• _Consigne_
Recopiez à l'identique le passage du texte sur les origines des comtes d'Eguisheim situé entre « L'origine de la » et « cette famille comtale. », bornes incluses.

L'origine de la famille
Le tableau généalogique de la maison d'Eguisheim est à rattacher à la descendance du duc d'Alsace Etichon (Adalric), né au début du 7e siècle, père de Sainte Odile, la patronne de l'Alsace. Mais il comprend différentes lignées, dont celle qui conduit à un personnage influent à la cour de Louis le Pieux, Hughes de Tours, le père d'Ermengarde l'épouse de Lothaire.
Une autre branche mène à Eberhard, petit-fils du duc d'Alsace Etichon, le fondateur de l'abbaye de Murbach en 727 et frère du duc d'Alsace Luitfrid. Mais on a peut-être tort de le qualifier de comte d'Eguisheim même s'il est lié à cette famille comtale.
Plaque commémorative : église de Sainte-Croix-en-Plaine
Ce n'est que vers le début du 10e siècle que les comtes d'Eguisheim font leur apparition avec Hughes I qui a épousé Hildegarde, comtesse de Ferrette. Après avoir persécuté l'abbaye de Lure et craignant pour sa vie, Hughes fait reconstruire celle-ci et s'y retire comme moine.
Les comtes d'Eguisheim sont issus d'une lignée qualifiée de Eberhardine en vertu de la fréquence d'apparition du nom Eberhard dans la descendance. Cette lignée débute au 8e siècle avec Eberhard I, comte de Nordgau. Mais l'arbre généalogique précis fait encore aujourd'hui l'objet de débats. Les documents sur lesquels les chercheurs s'appuient sont constitués par les différentes chartes anciennes, les chroniques comme la Vita Deicola, la Vita Leonis, les Acta Murensia, et le liber Memorialis de Remiremont ou les manuscrits de certains monastères comme Einsiedeln ou Saint-Gall. Malheureusement certaines sources se révèlent être apocryphes et donc peu crédibles.

• _Lignes de données_
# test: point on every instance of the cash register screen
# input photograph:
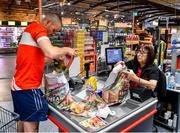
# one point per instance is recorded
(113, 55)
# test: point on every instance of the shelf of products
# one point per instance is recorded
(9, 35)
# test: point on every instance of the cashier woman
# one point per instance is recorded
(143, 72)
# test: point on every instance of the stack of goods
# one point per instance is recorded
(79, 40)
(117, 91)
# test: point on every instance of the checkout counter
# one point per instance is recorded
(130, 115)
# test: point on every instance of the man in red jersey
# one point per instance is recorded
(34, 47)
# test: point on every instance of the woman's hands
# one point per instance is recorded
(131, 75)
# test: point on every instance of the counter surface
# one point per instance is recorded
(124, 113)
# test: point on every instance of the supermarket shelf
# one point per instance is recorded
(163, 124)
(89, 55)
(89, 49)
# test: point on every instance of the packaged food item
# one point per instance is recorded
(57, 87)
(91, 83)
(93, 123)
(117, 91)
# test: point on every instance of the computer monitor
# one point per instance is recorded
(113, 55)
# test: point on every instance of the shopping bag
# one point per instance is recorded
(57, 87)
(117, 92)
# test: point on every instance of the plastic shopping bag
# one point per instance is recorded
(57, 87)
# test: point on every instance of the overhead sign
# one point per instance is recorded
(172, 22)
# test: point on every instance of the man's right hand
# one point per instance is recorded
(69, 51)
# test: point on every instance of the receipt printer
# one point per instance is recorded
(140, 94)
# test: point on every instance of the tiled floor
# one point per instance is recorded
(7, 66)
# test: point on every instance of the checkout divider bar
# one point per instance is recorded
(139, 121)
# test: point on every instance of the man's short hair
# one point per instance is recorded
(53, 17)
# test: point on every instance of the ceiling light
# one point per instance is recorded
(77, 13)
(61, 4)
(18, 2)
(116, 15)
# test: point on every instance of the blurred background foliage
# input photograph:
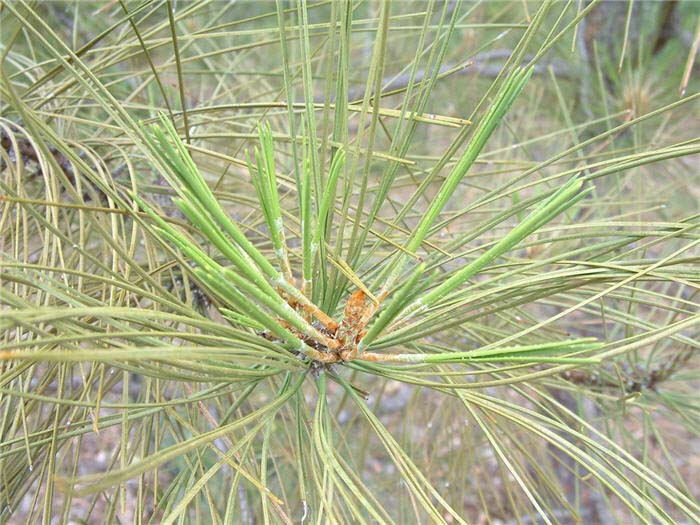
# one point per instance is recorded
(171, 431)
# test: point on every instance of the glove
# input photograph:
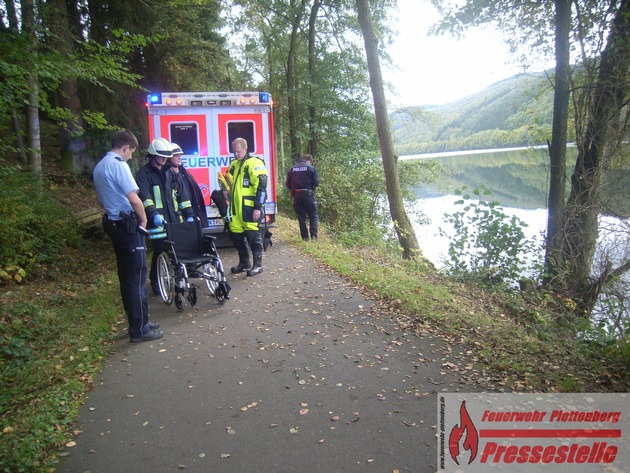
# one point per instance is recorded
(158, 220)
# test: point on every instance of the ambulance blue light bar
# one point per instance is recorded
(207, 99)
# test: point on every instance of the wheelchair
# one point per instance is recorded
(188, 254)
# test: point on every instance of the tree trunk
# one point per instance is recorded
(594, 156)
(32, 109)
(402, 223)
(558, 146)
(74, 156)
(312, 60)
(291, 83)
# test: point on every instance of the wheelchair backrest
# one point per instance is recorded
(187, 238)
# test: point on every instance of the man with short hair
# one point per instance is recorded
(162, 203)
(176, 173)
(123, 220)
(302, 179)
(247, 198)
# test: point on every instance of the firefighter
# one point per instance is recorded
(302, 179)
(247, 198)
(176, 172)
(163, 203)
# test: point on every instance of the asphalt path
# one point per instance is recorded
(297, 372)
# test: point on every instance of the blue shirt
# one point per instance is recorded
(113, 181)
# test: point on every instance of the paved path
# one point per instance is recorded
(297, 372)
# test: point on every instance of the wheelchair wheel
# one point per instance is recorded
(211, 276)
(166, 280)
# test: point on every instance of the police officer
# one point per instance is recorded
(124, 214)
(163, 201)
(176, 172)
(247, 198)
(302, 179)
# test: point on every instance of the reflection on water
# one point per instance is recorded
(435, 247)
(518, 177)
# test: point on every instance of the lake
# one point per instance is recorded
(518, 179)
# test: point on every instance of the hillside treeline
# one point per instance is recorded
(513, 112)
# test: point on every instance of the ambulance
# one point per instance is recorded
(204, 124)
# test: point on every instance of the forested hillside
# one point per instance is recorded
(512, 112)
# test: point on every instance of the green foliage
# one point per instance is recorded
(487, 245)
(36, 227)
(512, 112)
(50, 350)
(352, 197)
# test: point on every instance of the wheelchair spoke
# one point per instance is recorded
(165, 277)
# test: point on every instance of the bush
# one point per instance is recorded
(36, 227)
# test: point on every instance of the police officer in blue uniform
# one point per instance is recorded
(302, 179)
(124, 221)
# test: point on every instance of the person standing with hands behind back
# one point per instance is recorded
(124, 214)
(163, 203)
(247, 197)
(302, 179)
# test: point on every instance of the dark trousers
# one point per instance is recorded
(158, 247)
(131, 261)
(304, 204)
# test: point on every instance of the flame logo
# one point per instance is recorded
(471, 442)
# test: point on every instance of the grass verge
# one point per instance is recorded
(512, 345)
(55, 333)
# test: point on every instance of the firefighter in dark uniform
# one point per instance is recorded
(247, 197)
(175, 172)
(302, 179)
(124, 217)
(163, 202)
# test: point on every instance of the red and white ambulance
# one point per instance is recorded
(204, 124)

--

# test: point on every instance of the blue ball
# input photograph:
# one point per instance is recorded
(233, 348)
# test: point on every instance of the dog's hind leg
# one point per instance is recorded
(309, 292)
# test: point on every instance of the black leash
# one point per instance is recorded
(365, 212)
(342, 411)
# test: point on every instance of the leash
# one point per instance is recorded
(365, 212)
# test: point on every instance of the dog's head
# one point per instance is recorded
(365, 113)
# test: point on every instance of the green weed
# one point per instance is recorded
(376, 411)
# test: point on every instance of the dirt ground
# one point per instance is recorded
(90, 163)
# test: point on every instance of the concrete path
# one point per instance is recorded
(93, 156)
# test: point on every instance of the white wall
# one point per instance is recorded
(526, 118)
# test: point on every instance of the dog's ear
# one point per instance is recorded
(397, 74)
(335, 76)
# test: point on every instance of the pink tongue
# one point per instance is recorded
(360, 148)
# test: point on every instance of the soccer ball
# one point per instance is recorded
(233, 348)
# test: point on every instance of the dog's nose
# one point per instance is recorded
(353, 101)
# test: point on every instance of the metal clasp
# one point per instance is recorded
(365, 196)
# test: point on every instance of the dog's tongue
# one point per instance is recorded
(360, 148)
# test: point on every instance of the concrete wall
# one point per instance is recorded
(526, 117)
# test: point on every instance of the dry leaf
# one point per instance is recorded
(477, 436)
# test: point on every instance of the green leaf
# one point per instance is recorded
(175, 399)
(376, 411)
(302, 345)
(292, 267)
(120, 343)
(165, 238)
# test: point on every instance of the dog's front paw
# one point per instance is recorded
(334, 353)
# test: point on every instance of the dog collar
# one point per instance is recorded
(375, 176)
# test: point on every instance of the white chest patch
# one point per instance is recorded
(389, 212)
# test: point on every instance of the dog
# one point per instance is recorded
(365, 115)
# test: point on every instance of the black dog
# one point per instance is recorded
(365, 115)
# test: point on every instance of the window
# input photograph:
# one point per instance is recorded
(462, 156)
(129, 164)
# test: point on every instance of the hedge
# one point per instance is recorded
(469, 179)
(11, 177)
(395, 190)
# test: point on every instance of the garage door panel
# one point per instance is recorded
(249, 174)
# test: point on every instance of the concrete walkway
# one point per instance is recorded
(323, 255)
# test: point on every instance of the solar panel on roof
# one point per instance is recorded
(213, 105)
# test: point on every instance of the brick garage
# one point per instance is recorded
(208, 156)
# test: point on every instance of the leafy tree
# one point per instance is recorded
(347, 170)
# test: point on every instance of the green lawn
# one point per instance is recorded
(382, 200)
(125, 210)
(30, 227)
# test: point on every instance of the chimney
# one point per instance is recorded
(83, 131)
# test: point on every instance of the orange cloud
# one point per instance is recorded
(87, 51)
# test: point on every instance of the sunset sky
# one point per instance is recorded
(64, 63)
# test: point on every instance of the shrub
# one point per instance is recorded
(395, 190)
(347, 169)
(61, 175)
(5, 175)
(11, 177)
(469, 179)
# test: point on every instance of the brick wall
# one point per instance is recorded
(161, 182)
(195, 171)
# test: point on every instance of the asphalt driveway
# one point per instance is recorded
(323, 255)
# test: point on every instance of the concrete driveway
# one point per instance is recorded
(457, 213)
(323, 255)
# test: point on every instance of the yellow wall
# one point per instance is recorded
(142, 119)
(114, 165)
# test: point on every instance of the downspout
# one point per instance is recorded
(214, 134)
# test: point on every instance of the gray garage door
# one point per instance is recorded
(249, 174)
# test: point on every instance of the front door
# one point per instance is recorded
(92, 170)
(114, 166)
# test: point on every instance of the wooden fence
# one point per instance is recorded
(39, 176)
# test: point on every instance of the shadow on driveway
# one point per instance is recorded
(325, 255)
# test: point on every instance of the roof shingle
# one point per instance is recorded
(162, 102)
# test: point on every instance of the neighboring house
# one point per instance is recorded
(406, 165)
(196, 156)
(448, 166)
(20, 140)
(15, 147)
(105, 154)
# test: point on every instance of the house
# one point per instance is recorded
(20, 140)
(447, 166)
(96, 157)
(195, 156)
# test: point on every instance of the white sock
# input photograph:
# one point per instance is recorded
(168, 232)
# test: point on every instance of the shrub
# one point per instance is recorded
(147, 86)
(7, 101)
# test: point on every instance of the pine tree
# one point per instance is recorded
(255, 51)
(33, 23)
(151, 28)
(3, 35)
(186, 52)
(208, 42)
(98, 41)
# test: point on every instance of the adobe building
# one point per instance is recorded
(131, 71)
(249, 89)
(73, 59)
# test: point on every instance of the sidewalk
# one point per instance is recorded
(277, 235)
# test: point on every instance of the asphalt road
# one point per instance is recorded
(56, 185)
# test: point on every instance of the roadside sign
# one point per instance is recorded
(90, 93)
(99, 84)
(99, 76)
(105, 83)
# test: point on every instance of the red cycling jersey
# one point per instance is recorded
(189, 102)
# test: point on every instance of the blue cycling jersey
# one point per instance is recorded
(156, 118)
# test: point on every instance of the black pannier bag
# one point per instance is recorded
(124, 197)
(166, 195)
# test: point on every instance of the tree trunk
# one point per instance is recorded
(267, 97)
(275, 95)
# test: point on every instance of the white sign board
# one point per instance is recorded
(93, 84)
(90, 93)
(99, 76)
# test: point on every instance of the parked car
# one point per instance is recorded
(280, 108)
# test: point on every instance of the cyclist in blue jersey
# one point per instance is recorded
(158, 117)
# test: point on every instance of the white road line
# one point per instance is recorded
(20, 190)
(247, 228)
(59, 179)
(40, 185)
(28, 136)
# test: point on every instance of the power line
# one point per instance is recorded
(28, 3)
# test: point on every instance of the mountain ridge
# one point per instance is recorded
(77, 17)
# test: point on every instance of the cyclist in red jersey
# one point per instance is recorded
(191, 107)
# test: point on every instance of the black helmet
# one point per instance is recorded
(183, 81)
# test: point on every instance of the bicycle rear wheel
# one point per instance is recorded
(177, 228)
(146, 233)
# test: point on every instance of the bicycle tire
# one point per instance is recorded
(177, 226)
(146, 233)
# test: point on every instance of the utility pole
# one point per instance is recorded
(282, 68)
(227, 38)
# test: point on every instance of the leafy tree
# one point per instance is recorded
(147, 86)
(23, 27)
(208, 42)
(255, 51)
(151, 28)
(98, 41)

--

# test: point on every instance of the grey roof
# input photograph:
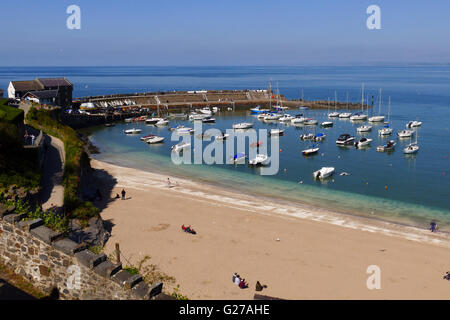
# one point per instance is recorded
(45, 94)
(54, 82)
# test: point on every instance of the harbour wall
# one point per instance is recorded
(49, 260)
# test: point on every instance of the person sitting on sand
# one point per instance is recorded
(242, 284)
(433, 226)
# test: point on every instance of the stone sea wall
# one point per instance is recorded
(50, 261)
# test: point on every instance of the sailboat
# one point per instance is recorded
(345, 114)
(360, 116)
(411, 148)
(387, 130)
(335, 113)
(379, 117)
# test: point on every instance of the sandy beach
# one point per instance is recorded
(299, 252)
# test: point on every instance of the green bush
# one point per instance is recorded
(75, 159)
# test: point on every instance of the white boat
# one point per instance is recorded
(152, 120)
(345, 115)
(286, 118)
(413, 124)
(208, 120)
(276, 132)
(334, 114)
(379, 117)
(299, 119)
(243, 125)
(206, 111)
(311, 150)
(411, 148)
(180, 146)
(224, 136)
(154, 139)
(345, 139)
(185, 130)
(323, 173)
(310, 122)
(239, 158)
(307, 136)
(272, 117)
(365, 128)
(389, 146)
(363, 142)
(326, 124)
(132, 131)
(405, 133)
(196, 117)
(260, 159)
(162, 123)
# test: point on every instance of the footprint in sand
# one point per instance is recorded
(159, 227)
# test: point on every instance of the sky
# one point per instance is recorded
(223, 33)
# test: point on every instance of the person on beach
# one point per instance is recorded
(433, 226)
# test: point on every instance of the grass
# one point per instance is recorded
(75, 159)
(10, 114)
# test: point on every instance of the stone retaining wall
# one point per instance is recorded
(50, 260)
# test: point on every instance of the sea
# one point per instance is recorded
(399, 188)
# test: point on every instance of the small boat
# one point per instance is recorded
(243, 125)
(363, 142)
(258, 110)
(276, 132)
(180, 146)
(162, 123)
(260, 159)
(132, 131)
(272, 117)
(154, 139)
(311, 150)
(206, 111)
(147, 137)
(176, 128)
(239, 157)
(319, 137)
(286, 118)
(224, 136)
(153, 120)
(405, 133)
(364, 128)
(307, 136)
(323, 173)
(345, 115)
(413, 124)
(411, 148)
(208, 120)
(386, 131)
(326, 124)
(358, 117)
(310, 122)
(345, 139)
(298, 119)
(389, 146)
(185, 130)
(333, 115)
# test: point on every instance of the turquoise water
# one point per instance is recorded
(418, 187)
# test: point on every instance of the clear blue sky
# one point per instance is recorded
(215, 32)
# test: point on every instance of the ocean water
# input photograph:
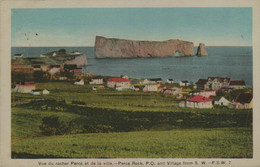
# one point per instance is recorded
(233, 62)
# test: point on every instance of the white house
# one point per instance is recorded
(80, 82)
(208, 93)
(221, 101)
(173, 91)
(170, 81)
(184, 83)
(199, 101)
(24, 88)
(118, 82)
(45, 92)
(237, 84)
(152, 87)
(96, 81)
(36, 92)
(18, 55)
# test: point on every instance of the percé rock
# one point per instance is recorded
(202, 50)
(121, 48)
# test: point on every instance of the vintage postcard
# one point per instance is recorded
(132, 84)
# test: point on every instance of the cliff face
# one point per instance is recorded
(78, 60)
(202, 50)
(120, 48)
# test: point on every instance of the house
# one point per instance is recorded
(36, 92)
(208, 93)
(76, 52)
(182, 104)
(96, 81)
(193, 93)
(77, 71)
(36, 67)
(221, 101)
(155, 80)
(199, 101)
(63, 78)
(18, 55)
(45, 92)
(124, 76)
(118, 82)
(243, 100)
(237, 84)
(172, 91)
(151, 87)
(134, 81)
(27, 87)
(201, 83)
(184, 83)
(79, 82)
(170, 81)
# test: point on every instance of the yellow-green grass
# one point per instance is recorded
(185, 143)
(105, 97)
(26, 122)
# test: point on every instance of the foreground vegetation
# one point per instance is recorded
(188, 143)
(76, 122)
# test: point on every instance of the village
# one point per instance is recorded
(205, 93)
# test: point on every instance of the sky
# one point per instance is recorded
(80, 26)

• _Résultat final_
L'origine de la famille
Le tableau généalogique de la maison d'Eguisheim est à rattacher à la descendance du duc d'Alsace Etichon (Adalric), né au début du 7e siècle, père de Sainte Odile, la patronne de l'Alsace. Mais il comprend différentes lignées, dont celle qui conduit à un personnage influent à la cour de Louis le Pieux, Hughes de Tours, le père d'Ermengarde l'épouse de Lothaire.
Une autre branche mène à Eberhard, petit-fils du duc d'Alsace Etichon, le fondateur de l'abbaye de Murbach en 727 et frère du duc d'Alsace Luitfrid. Mais on a peut-être tort de le qualifier de comte d'Eguisheim même s'il est lié à cette famille comtale.